ОТРЫВОК ДЛЯ ЧТЕНИЯ:
__________
Осада Кавказа. Воспоминания участников Кавказской войны XIX века — страница 129 из 161

Люди вошли с предложением мне выходить, ибо пора ехать. На это молча я снял с себя рубашку, показал изорванные места и бросил ее между людей. Мигом отнесли ее к Сате и через несколько минут принесли зашитою — я надел.

«Пойдем, Иван, не дурачься!» Я взял тулуп за короткие рукава, показал их людям и бросил тулуп.

Какой-то чеченец подошел ко мне, снял свой полушелковый бешмет и подал мне. Я не взял. Бешмет мне надели.

«Пойдем же, а то к вечеру не дойдем в Грозную, далеко!»

Приблизившись к огню, я крякнул, показав вид, что холодно. На меня надели бурку и завязали. Не дожидаясь напоминаний, я тотчас повернулся и, выйдя из сакли, стал на крыльце; на мне было все лучшее: новая папаха, зашитая рубашка, чистые целые штаны, полушелковый бешмет, сапоги и бурка.
__________
ЗАДАНИЕ 1: Что, согласно отрывку, снял с себя и подал Ивану какой-то чеченец?
ЗАДАНИЕ 2: Соответствуют ли отрывку утверждения (а), (б) и (в)? На каждое ответьте «да» или «нет» и процитируйте решающие слова отрывка. (а) Рубашку зашили и принесли обратно. (б) Иван взял бешмет, который подал ему чеченец. (в) На крыльце на Иване была старая папаха.
Опирайтесь только на отрывок.
__________
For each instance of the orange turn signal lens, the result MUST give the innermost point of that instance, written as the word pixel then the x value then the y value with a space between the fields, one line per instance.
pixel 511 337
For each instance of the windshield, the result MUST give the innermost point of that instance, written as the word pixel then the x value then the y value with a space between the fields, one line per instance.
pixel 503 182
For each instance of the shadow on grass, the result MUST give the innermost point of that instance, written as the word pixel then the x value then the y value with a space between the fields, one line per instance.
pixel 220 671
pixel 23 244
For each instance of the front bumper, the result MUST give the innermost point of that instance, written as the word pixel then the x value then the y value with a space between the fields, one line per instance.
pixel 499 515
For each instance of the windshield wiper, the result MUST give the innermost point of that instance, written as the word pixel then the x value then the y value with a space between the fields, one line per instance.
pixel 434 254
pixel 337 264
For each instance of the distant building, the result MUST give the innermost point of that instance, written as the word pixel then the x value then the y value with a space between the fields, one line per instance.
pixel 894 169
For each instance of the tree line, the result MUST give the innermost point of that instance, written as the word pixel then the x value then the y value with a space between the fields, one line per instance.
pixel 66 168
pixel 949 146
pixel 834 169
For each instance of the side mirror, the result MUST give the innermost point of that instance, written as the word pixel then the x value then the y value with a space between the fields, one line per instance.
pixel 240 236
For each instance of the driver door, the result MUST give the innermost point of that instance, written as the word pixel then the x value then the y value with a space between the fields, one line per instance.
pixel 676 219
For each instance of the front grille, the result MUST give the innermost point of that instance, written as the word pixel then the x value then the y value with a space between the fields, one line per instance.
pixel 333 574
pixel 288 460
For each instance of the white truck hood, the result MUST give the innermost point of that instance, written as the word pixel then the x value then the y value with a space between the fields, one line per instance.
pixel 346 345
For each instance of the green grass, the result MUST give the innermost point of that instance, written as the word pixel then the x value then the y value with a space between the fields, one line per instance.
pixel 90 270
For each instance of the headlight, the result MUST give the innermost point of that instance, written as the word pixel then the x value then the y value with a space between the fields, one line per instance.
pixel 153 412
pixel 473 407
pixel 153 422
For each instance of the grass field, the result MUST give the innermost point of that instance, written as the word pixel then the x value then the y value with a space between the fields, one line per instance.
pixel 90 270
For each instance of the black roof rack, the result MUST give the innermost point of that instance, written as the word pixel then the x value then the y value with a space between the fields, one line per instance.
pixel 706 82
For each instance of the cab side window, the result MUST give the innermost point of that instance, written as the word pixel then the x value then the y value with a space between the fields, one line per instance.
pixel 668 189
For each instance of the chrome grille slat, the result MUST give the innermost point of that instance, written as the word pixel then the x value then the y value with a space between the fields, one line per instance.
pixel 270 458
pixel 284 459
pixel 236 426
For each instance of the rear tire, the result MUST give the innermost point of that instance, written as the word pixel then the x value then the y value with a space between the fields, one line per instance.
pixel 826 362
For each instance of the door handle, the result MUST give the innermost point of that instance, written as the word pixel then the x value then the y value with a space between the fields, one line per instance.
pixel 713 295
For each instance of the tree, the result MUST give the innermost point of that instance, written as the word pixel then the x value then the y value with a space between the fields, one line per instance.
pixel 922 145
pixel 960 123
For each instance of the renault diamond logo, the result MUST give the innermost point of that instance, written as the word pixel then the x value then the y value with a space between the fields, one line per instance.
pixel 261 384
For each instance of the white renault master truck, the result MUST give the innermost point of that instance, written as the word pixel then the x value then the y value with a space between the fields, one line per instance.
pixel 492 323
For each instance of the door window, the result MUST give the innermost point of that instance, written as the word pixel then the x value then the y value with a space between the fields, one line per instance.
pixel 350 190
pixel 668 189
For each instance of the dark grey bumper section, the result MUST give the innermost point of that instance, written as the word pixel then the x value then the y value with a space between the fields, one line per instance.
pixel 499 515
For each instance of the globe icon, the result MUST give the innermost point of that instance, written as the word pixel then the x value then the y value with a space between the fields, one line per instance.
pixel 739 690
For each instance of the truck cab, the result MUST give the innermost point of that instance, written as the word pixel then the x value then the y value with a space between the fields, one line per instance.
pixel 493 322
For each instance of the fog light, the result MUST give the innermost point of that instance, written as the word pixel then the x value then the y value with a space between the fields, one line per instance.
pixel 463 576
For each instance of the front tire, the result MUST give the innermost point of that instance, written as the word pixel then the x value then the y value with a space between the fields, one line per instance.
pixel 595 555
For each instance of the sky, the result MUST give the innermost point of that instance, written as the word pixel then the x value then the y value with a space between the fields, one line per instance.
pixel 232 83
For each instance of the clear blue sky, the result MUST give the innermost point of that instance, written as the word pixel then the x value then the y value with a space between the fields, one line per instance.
__________
РЕШЕНИЕ ЗАДАНИЯ 1: Свой полушелковый бешмет.

РЕШЕНИЕ ЗАДАНИЯ 2: (а) Да: «через несколько минут принесли зашитою». (б) Нет: «Я не взял». (в) Нет: «новая папаха».